Assignment
From the data, return each line holding the word "baby".

———

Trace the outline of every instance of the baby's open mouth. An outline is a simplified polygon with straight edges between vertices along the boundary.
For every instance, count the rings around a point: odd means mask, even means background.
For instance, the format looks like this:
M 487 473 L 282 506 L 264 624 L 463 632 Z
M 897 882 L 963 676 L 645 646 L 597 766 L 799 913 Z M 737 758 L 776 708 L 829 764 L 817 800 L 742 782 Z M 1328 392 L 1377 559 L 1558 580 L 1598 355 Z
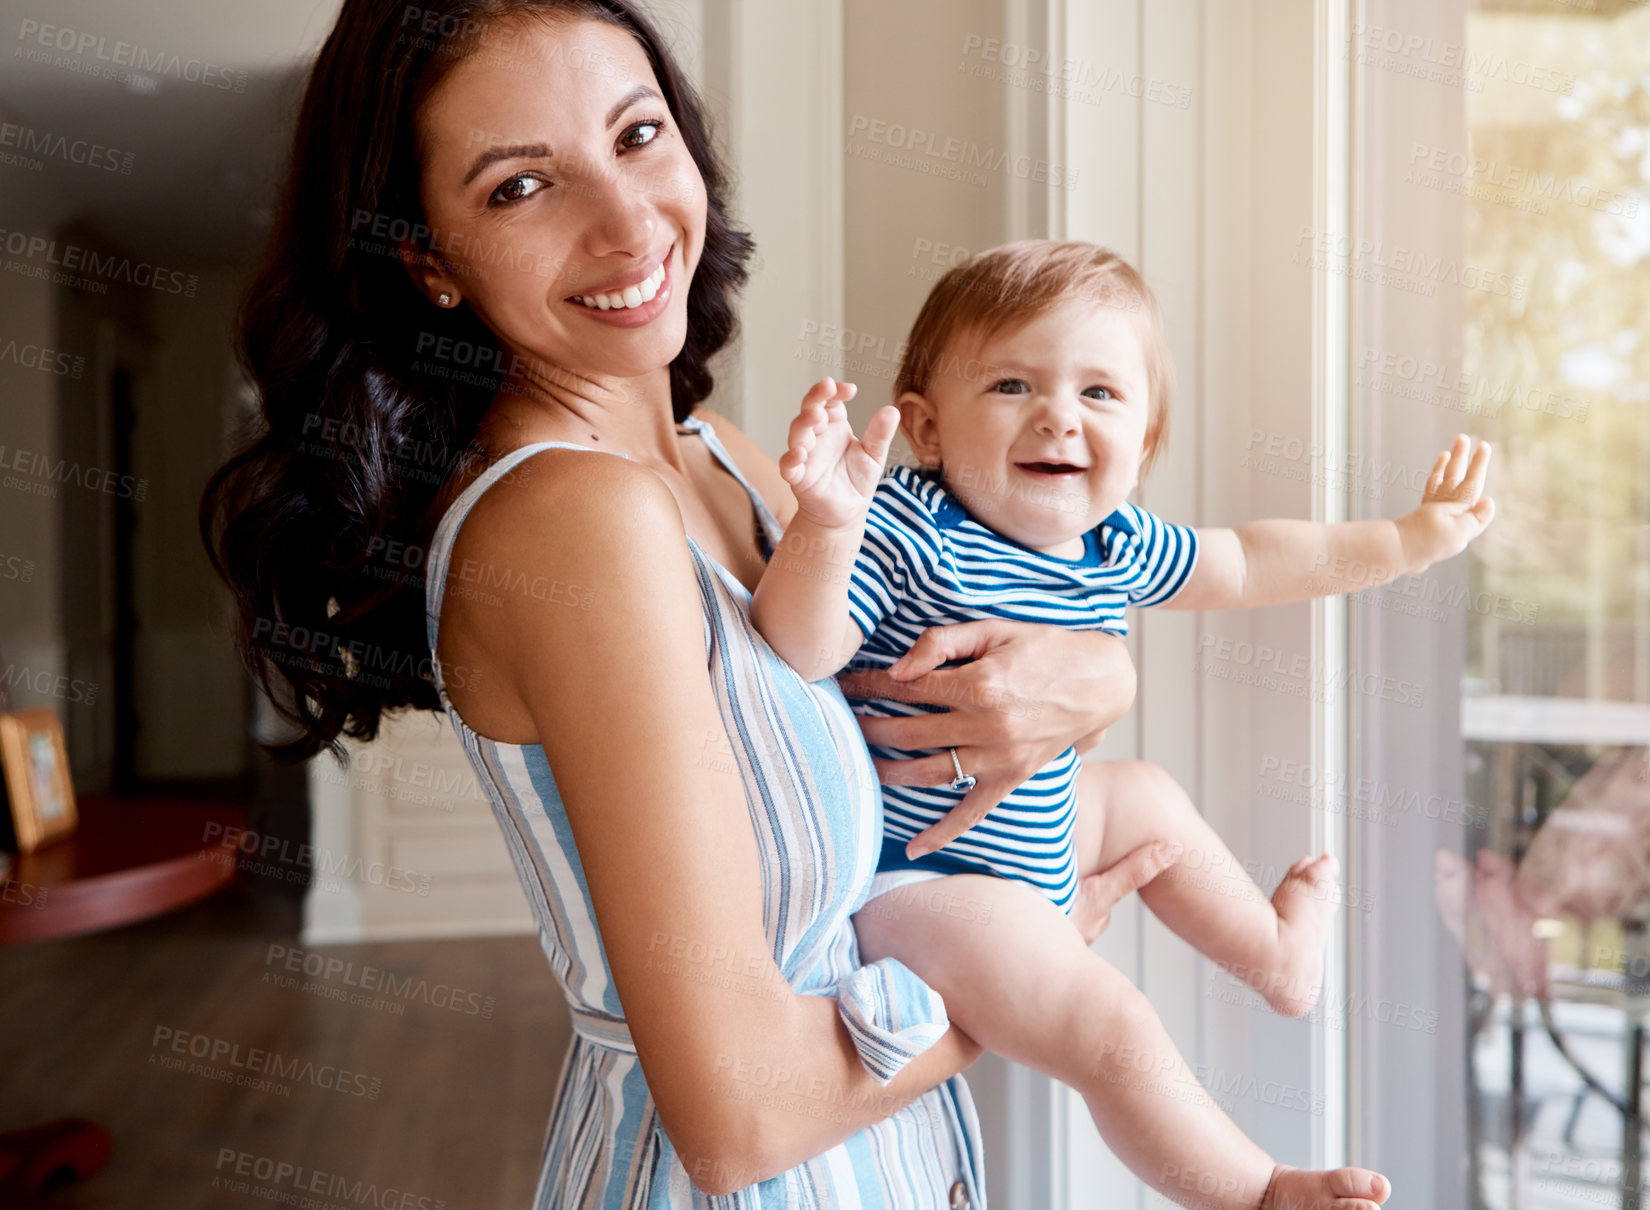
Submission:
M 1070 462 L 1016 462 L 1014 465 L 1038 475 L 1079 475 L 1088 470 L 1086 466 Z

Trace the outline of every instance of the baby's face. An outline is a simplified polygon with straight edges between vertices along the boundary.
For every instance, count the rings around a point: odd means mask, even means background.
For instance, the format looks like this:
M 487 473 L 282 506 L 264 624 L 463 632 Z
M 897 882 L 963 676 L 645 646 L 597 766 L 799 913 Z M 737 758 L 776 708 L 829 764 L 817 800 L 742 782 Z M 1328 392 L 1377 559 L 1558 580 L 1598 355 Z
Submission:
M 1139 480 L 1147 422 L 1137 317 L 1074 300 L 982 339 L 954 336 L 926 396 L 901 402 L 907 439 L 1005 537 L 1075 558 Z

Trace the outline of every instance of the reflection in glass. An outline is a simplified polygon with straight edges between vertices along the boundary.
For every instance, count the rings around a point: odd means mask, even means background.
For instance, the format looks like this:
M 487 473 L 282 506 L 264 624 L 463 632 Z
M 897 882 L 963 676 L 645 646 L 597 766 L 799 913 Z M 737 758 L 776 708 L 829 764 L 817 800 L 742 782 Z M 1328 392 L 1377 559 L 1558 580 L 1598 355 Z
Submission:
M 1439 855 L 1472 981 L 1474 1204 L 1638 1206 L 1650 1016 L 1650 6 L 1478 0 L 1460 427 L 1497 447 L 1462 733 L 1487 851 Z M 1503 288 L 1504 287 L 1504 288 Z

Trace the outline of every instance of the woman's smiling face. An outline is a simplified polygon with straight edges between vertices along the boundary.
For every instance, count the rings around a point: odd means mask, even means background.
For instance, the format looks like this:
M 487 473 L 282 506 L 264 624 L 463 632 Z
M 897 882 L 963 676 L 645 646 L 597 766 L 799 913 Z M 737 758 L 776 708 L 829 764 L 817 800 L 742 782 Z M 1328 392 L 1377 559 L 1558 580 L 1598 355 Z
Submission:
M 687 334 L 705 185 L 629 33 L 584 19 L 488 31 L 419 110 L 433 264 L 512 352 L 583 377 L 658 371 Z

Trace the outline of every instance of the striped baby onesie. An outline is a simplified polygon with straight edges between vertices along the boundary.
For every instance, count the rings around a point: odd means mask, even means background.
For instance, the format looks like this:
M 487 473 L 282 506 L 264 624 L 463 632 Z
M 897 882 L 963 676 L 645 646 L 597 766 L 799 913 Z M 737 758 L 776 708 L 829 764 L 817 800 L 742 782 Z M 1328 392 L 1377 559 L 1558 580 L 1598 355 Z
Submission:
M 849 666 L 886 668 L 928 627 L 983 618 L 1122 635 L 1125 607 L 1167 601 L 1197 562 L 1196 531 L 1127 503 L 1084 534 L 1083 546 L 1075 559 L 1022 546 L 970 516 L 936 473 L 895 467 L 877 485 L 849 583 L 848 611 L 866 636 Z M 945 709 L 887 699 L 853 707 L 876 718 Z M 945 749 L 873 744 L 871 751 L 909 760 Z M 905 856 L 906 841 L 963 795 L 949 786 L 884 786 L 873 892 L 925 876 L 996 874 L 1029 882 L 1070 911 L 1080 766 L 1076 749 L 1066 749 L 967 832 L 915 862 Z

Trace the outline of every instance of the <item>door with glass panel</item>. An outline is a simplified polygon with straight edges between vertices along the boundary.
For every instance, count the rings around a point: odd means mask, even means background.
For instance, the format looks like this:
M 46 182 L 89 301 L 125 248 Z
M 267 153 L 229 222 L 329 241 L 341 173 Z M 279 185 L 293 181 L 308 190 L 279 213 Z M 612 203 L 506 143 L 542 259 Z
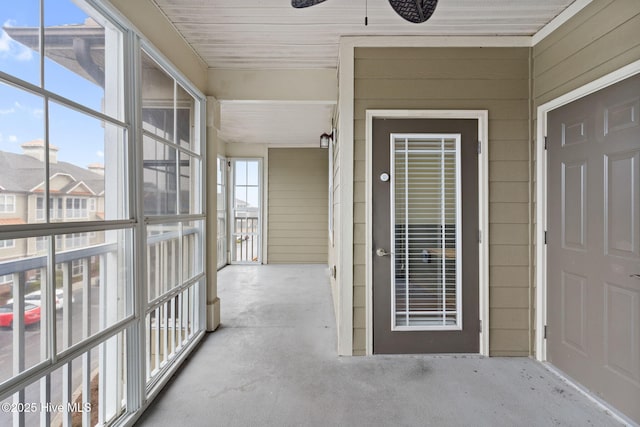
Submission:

———

Result of this task
Trace the outline of every instance of the baby's open mouth. An outline is a simplified polygon with straight edges between vertices along the boundary.
Trace the outline of every instance of the baby's face. An outline is a simplified polygon with straight edges between vertices along the boundary.
Trace the outline of every instance of the striped baby onesie. An outline is a simplified polygon with straight edges between vertices along the boundary.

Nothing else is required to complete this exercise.